» Records provided:
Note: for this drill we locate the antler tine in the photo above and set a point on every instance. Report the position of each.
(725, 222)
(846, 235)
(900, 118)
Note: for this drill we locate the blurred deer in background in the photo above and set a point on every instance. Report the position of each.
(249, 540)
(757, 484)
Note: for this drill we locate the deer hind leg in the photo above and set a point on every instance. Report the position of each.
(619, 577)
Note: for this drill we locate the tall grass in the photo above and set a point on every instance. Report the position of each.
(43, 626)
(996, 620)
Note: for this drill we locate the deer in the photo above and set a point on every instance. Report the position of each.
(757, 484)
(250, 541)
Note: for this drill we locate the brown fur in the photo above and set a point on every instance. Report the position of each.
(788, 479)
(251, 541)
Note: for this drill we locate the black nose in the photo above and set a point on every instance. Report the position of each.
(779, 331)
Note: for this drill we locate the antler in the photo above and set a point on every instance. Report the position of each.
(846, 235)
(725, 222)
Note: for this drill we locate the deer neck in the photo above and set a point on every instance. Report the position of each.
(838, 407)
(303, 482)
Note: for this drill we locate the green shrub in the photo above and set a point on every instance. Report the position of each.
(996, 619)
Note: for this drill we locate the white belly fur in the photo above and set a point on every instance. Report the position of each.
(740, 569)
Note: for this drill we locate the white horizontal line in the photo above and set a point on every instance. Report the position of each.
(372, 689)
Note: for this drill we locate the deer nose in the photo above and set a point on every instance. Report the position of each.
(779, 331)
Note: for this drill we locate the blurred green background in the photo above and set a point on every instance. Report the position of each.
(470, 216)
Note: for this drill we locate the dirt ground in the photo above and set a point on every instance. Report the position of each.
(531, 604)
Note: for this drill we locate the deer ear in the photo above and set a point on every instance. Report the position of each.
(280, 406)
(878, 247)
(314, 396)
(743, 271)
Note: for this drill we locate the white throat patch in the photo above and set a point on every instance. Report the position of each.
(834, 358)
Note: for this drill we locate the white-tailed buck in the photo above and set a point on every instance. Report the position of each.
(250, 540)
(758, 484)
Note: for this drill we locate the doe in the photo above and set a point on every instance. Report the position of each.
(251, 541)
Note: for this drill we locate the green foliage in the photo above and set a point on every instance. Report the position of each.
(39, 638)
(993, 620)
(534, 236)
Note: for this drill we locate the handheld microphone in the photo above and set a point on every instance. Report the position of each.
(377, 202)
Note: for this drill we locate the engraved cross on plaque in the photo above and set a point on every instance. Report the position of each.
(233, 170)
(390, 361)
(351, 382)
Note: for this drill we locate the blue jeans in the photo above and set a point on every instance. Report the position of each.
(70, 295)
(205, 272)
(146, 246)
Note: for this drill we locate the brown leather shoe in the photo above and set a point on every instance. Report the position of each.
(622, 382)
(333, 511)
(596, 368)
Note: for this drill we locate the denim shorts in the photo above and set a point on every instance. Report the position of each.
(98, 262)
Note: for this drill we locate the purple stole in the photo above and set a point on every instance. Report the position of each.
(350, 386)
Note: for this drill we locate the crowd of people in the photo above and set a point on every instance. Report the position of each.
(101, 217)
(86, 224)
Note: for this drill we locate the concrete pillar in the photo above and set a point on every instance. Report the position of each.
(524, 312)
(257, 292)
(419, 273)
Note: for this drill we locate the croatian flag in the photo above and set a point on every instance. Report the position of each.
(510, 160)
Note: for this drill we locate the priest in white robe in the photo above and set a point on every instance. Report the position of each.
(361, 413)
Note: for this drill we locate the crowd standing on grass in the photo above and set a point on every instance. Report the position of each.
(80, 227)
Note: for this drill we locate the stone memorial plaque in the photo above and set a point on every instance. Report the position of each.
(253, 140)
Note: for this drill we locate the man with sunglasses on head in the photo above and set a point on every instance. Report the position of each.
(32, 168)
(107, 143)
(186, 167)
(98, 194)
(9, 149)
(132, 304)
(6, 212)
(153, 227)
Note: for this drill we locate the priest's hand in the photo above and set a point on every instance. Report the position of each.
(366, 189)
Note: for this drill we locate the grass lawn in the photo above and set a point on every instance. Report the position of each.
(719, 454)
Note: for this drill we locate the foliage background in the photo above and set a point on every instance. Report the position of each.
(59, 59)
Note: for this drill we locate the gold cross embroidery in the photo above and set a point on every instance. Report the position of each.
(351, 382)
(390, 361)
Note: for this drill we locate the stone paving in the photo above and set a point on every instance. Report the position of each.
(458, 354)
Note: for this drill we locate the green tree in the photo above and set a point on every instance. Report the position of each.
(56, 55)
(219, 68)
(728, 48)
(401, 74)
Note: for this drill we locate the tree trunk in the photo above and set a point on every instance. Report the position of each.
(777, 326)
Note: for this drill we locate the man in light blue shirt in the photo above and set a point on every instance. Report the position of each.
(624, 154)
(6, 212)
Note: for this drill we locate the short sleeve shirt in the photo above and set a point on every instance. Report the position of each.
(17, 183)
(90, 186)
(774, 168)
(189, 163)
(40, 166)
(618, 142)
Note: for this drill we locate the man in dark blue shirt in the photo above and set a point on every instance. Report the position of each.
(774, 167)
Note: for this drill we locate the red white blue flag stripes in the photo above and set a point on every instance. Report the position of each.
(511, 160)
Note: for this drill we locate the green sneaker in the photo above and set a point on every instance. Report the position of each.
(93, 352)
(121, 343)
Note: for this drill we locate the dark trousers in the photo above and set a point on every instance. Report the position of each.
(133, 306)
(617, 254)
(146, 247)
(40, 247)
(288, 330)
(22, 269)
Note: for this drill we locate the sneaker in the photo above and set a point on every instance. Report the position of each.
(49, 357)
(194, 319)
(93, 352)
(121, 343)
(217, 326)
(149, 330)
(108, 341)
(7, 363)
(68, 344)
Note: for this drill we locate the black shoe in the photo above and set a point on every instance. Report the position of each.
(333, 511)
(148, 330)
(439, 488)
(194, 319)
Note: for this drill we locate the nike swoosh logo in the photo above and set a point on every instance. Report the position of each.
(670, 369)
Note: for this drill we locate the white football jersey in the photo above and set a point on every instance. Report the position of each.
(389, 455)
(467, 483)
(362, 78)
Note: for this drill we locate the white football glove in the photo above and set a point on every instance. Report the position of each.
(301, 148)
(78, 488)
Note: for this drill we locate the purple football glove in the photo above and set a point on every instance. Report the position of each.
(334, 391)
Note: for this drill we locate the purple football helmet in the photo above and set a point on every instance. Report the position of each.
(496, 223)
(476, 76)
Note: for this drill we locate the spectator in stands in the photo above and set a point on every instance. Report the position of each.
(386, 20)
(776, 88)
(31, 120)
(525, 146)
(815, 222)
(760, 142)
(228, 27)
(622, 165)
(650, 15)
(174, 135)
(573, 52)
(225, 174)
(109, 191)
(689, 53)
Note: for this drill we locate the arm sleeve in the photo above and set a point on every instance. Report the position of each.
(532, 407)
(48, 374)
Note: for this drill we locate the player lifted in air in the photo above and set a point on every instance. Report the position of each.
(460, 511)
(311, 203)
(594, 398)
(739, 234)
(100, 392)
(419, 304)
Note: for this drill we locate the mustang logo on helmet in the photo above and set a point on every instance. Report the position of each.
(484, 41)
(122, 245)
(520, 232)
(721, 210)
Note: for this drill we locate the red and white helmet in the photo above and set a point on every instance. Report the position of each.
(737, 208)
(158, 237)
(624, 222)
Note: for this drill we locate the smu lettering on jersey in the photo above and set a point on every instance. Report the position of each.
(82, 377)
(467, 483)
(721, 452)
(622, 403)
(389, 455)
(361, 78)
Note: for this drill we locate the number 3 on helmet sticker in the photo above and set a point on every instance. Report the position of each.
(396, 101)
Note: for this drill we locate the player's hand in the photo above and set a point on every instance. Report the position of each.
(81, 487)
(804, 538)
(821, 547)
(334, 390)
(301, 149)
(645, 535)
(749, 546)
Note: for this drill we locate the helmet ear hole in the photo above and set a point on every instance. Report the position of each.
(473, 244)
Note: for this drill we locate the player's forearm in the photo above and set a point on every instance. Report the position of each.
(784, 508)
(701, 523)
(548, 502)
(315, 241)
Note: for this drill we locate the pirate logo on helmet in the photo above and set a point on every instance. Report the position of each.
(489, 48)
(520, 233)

» What to do: From the line containing "Note: for this drill we locate the player's hand" through the final line of the listing above, retype every line exactly; leave out everything else.

» Correct result:
Note: for this drill we locate the player's hand in the photo above and set a point on every instance. Report the position of each.
(81, 487)
(804, 538)
(821, 547)
(334, 390)
(301, 149)
(645, 535)
(749, 546)
Note: for this drill we locate the helmet ear hole in the photo above and set a point on every instance. Report the position of each.
(473, 244)
Note: for this drill we locate the player's forearm in the photo above and set a point on every instance. Report the position of each.
(784, 508)
(701, 523)
(548, 502)
(315, 241)
Note: for this drill we locate the pirate logo on helmet in the photo above and set a point on every instance. Report the position of each.
(489, 48)
(520, 233)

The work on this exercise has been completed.